EDIT: saw that the founder lives in Birmingham, Alabama. So yes, $3.7 million IS a lot of money.

6 comments

It averages out to $420k/yr. There's this sentiment on HN that "all you have to do" is get a job at a big tech company and you'll make a million dollars a year. It's idiotic, and not true. Yes, there are people who make $500k+ writing code in a cubicle for 40 hours a week. They are the vast, vast, vast minority compared to the people a) making $100-200k doing the same thing; b) making that $500k+ doing everything but writing code.

Unless you're doing infrastructure stuff at Netflix, ad work at FB or Google, or some high level stuff at Microsoft you're not making half a million a year, and you're not doing it at a mid-level anything, anywhere.

As a Belgian, I can't help but look at these numbers in disbelief. 100-200k/annum for churning out code 40 hours a week? Where do I sign up for this? I'm the best paid employee I know, work insane hours, and I'm not even in that bracket.

Addendum: it's very rare to make more than twice the average wage in Belgium as an employee. It's a different matter if you're self employed.

As a Belgian myself: self-employment is the key here. It's not that hard to pull in 100-200K annually in the current belgian tech space, I've done it consistently for the past 5 years, with lots of periods where I did not work full time.
In the US at least, as a contractor, you have to make a lot more in gross pay to come out equivalent to what you'd earn at a lower salary somewhere else. You have to cover:

* Health Insurance

* No paid time off: Want 4 weeks off a year? That's a 7.6% reduction in pay.

■ **Task 1**: Say whether each statement agrees with the salary discussion. Answer yes or no, and quote the words of the discussion that decide it. (a) The founder lives in Birmingham, Alabama. (b) One Belgian commenter reports earning 100-200K a year consistently over the past 5 years. (c) Taking 4 weeks off a year as a contractor is described as a 10% cut in pay.
The salary discussion has no connection to the records.

■ **Material shown**:
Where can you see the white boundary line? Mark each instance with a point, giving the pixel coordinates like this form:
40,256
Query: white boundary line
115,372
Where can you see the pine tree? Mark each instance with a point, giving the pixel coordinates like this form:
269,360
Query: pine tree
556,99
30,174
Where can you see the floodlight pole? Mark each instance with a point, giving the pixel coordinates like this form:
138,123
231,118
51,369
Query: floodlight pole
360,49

* * *

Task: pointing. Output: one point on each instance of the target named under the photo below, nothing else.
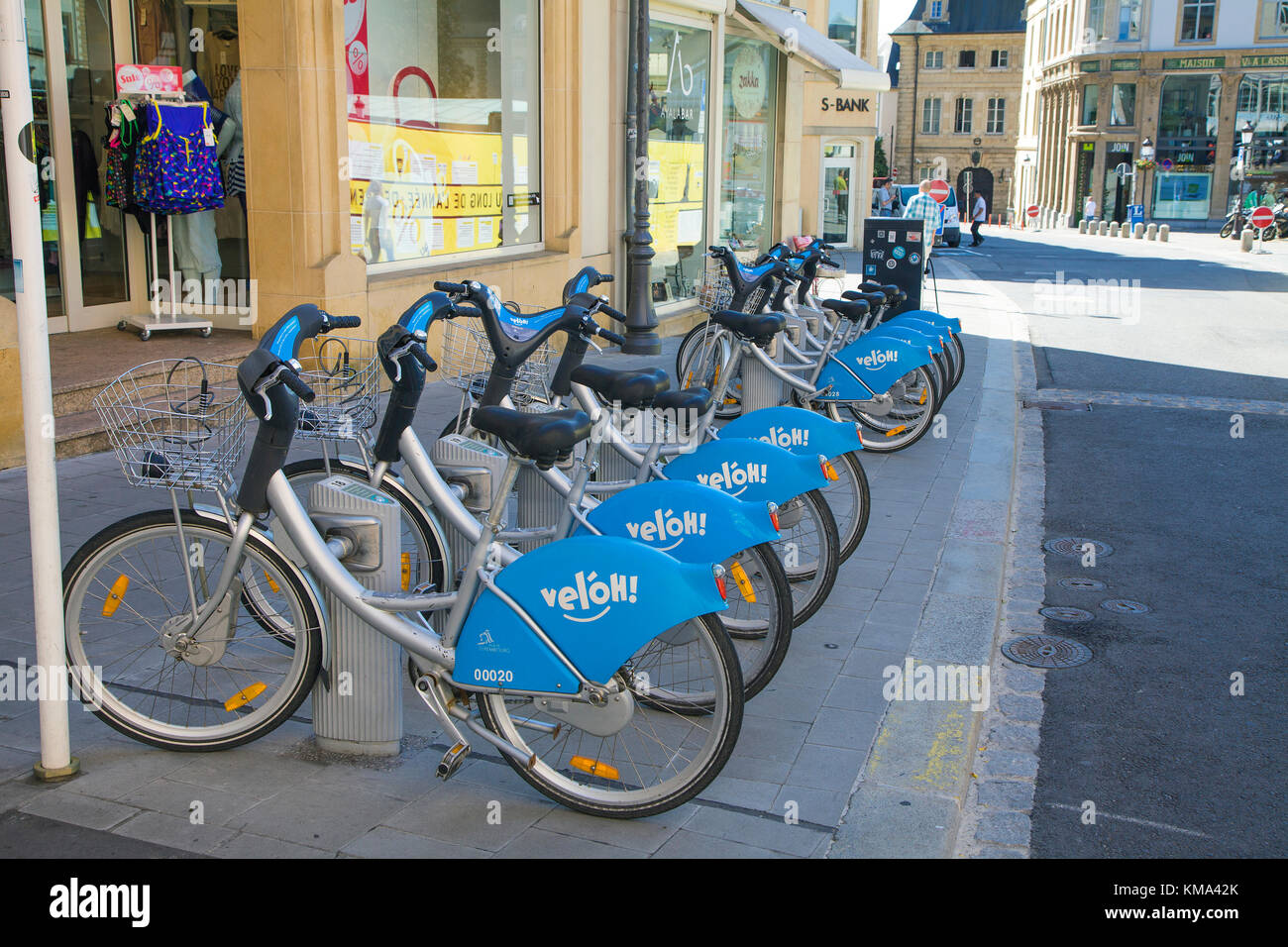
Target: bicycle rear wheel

■ **Task 2**: Return the lines of the records starting at the line containing "Task: pointing. Output: one" and ending at the line containing "Target: bicycle rear wheel", unchanged, and leave out the pictures.

■ **Result 1**:
(a) Yes: "saw that the founder lives in Birmingham, Alabama"
(b) Yes: "I've done it consistently for the past 5 years"
(c) No: "That's a 7.6% reduction in pay."

■ **Result 2**:
Task: pointing. Output: one point on each instance of the target named under the photo below, nothing else.
Target: bicycle rear wheel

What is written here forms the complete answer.